▸ **Data listing**
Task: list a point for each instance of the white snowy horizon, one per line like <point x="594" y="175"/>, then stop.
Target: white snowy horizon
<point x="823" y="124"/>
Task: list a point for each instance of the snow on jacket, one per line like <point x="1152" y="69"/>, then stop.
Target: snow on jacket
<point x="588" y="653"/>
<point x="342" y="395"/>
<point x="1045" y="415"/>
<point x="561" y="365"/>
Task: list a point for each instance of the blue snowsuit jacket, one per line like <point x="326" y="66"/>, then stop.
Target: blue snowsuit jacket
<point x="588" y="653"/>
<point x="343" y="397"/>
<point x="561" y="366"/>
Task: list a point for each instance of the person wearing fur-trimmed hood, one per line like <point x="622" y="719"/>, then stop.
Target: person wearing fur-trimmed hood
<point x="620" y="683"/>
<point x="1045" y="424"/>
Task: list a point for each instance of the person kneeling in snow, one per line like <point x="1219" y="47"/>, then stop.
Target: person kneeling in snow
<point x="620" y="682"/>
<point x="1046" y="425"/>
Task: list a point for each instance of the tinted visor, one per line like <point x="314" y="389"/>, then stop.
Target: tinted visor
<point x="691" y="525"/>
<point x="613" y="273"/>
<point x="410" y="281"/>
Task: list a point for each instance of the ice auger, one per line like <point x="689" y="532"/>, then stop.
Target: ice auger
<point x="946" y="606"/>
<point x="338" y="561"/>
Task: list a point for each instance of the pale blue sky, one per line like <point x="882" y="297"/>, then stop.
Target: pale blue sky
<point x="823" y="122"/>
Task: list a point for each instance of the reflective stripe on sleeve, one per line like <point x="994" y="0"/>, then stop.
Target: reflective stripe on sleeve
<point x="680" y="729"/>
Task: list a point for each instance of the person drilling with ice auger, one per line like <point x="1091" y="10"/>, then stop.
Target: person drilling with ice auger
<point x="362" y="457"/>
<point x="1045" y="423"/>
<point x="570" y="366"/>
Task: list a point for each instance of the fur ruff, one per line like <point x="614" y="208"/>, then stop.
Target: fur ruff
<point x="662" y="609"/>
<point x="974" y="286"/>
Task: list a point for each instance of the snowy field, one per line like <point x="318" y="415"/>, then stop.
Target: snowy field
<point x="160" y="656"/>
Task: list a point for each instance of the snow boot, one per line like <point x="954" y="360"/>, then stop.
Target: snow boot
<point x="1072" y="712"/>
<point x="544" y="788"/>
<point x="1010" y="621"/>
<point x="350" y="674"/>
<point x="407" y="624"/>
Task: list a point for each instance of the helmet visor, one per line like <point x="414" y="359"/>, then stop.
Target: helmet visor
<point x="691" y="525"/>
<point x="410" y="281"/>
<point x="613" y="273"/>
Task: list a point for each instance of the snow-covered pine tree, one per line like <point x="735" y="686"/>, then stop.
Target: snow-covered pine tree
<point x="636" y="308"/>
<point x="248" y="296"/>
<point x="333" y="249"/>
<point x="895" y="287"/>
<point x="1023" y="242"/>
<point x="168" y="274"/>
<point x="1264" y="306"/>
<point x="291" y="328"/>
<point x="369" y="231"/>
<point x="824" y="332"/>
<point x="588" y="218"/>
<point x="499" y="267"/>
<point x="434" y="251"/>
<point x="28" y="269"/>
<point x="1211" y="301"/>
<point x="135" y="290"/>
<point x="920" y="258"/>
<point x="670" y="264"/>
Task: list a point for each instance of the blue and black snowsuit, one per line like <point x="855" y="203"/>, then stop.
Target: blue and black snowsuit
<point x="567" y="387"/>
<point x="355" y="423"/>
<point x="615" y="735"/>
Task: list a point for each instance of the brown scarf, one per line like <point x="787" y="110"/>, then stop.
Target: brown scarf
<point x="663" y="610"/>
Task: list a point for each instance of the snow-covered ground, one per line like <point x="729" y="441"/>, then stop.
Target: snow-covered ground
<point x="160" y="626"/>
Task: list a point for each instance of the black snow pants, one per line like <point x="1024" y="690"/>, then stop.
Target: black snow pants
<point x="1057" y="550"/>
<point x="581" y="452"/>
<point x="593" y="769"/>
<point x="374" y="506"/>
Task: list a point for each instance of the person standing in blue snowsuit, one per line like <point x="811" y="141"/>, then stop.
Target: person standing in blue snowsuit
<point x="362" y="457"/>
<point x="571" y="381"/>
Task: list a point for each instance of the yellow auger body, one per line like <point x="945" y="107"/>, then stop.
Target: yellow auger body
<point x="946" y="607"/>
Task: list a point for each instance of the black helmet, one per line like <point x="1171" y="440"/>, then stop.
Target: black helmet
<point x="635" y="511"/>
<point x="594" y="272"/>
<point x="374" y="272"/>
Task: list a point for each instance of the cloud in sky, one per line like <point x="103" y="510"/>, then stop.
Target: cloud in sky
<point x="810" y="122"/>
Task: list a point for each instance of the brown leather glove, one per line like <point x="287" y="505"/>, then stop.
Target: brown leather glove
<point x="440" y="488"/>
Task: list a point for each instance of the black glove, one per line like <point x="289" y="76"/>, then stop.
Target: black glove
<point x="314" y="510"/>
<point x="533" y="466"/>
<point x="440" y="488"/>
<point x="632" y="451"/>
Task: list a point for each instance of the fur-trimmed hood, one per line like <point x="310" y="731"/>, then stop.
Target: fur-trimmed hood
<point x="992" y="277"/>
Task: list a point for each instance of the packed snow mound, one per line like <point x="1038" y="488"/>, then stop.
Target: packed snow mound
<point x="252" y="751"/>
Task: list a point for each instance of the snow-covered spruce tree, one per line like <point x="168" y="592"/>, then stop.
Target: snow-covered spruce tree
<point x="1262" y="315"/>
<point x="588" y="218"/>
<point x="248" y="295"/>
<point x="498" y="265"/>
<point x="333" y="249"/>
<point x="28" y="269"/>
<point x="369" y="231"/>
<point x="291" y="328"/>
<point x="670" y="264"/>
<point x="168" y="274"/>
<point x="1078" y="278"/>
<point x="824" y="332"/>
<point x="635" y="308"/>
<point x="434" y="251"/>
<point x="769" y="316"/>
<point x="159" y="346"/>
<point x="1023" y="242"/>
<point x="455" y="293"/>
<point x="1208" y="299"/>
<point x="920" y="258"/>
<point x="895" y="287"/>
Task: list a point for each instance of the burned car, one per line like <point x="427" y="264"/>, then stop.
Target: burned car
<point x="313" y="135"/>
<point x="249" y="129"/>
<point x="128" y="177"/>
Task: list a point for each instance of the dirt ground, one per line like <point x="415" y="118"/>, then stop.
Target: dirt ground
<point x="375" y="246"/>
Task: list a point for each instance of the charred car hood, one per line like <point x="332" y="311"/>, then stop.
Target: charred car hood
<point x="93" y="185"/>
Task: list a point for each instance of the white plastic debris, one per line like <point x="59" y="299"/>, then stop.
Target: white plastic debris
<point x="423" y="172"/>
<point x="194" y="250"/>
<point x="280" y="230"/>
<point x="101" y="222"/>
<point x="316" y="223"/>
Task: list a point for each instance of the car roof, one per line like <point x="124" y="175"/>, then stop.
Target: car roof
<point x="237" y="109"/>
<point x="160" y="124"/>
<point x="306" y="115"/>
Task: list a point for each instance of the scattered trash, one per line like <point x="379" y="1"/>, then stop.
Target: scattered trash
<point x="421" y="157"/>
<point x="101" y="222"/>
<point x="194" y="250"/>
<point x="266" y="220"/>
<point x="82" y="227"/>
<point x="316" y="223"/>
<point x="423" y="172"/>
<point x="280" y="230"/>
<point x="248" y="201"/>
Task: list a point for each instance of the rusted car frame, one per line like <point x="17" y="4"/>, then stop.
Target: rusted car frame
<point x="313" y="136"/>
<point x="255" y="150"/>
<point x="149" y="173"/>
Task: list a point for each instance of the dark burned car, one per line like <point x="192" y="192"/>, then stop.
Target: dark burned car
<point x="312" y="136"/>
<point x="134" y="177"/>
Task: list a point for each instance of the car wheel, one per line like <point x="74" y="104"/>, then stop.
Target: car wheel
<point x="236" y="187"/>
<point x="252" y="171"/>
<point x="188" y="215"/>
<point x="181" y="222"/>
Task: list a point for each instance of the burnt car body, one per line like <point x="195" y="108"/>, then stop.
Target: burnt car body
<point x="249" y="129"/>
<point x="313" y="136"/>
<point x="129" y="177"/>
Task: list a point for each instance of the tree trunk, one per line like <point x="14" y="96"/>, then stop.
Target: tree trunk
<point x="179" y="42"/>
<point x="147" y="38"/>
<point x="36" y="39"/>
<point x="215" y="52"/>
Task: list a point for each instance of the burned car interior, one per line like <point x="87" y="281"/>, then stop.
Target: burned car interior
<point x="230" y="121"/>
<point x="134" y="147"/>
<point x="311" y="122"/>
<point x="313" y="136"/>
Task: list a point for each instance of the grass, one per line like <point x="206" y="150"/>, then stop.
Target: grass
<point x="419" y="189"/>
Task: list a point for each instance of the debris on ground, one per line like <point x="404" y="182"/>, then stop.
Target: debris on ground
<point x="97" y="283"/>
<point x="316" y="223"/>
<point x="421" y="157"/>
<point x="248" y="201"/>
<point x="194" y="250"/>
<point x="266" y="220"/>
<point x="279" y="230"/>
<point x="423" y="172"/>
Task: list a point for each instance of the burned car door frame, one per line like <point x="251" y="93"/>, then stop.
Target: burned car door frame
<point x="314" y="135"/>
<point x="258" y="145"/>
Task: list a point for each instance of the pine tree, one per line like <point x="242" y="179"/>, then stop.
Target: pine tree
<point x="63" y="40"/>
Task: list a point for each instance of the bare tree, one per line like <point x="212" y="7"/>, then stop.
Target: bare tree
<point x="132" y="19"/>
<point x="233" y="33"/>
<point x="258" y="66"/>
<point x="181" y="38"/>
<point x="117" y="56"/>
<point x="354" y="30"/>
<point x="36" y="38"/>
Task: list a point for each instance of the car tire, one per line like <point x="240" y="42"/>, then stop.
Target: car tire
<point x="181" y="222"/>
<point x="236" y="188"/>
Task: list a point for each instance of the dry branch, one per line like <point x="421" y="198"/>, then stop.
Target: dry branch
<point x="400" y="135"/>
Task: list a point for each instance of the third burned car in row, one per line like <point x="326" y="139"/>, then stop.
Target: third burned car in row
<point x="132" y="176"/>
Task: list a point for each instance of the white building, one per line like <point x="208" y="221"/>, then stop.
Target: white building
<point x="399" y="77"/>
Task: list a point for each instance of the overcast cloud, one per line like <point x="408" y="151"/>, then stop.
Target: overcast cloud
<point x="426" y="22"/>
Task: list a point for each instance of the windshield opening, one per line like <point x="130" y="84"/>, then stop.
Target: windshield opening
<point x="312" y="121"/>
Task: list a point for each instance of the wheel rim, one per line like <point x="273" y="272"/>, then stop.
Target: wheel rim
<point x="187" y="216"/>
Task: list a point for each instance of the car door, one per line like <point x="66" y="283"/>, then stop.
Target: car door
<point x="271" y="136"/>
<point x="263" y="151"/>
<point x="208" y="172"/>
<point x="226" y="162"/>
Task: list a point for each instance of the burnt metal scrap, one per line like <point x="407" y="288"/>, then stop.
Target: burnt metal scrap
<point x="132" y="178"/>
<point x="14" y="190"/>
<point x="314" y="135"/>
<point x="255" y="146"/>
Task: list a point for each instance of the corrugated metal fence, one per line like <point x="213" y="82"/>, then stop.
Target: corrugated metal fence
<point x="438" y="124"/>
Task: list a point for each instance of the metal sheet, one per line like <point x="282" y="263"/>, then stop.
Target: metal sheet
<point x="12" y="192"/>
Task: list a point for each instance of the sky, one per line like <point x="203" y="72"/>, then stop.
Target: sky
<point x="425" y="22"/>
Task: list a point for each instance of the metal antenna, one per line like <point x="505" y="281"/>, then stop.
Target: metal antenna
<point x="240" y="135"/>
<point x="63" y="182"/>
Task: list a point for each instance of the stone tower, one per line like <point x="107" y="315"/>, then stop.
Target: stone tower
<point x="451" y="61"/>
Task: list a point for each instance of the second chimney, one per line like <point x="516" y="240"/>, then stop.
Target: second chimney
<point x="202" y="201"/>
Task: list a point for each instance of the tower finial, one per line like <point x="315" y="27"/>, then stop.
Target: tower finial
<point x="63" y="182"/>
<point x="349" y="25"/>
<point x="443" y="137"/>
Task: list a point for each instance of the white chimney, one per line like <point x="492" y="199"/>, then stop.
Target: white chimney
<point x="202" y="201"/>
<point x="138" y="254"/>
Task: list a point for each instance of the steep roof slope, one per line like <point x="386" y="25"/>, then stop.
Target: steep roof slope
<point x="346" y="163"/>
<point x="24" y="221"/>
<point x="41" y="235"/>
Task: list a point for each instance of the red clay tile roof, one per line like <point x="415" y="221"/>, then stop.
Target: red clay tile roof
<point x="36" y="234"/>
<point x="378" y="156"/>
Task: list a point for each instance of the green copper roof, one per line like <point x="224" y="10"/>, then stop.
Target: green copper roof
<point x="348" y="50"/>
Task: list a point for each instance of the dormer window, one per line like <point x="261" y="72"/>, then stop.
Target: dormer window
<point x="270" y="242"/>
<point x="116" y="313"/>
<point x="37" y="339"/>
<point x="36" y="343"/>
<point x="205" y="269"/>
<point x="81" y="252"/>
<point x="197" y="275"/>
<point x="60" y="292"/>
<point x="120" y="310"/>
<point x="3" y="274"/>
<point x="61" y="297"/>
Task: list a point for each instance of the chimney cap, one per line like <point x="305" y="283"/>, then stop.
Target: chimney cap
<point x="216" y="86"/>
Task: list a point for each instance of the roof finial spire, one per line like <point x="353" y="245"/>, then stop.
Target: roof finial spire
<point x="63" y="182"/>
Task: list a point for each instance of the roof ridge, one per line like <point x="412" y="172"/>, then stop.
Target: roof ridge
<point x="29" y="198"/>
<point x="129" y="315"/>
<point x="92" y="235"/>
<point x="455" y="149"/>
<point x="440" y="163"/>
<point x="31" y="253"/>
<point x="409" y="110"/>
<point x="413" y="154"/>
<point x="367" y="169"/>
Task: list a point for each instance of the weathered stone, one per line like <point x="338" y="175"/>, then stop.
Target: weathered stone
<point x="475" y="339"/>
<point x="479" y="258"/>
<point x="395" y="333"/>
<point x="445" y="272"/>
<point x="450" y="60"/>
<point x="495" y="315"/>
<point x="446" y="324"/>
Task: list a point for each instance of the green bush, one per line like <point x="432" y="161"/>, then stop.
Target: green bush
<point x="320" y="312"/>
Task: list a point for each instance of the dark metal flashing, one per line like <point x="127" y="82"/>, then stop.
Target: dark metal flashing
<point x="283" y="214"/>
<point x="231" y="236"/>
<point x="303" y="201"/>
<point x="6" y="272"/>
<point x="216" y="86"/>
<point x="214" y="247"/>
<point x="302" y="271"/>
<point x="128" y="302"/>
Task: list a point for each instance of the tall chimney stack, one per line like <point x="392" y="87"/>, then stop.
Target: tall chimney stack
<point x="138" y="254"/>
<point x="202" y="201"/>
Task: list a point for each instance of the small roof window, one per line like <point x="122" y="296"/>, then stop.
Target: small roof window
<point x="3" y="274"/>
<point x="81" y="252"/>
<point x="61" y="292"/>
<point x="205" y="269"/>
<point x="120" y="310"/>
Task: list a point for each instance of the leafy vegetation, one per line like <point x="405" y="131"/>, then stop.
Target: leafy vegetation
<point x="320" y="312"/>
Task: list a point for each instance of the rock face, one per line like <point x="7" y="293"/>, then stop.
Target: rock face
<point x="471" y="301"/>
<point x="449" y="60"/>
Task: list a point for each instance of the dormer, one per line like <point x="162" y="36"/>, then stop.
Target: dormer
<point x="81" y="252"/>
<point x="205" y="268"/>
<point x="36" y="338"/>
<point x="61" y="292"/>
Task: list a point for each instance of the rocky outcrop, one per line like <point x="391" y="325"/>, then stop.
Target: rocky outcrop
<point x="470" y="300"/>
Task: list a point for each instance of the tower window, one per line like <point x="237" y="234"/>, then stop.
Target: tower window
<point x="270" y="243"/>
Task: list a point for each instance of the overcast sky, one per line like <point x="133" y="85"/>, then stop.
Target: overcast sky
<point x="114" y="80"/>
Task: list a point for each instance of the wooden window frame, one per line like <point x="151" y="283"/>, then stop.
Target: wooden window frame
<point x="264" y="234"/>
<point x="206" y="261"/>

▸ **Exercise**
Transcribe exactly the line containing "green bush, one" and all remaining lines of the material, ending with the last one.

▸ **Solved exercise**
Task: list a point for each instance of the green bush, one per line like <point x="432" y="161"/>, then stop.
Target: green bush
<point x="320" y="312"/>
Task: list a point for each instance of the dark metal flashing, one per line like <point x="127" y="82"/>, then stop.
Target: dark metal flashing
<point x="283" y="214"/>
<point x="231" y="236"/>
<point x="303" y="201"/>
<point x="6" y="272"/>
<point x="216" y="86"/>
<point x="214" y="247"/>
<point x="302" y="271"/>
<point x="128" y="302"/>
Task: list a point for each instance of the tall chimney stack, one per line like <point x="392" y="87"/>, then stop.
Target: tall chimney stack
<point x="138" y="254"/>
<point x="202" y="201"/>
Task: list a point for each instance of the small roof window, one per line like <point x="122" y="296"/>, then stop.
Target: small roof window
<point x="3" y="274"/>
<point x="81" y="252"/>
<point x="61" y="292"/>
<point x="205" y="269"/>
<point x="120" y="310"/>
Task: list a point for each instance of the leafy vegetation, one per line like <point x="405" y="131"/>, then stop.
Target: leafy vegetation
<point x="320" y="312"/>
Task: list a point for each instance of the rock face, one per line like <point x="7" y="293"/>, then stop.
Target: rock face
<point x="471" y="301"/>
<point x="449" y="60"/>
Task: list a point for each instance of the dormer, one per line like <point x="162" y="36"/>, then stop.
Target: dormer
<point x="81" y="252"/>
<point x="205" y="268"/>
<point x="36" y="338"/>
<point x="61" y="292"/>
Task: list a point for each instance of the rocky outcrop, one per line like <point x="391" y="325"/>, then stop.
Target: rocky outcrop
<point x="470" y="300"/>
Task: list a point for each instance of the tower window, one per line like <point x="237" y="234"/>, then stop.
Target: tower window
<point x="270" y="243"/>
Task: list a point for each instance of the overcast sky, one per line like <point x="133" y="85"/>, then stop.
Target: overcast sky
<point x="114" y="80"/>
Task: list a point for each instance of the wooden window frame, one per line like <point x="151" y="283"/>, then stop.
Target: wooden window frame
<point x="264" y="234"/>
<point x="206" y="261"/>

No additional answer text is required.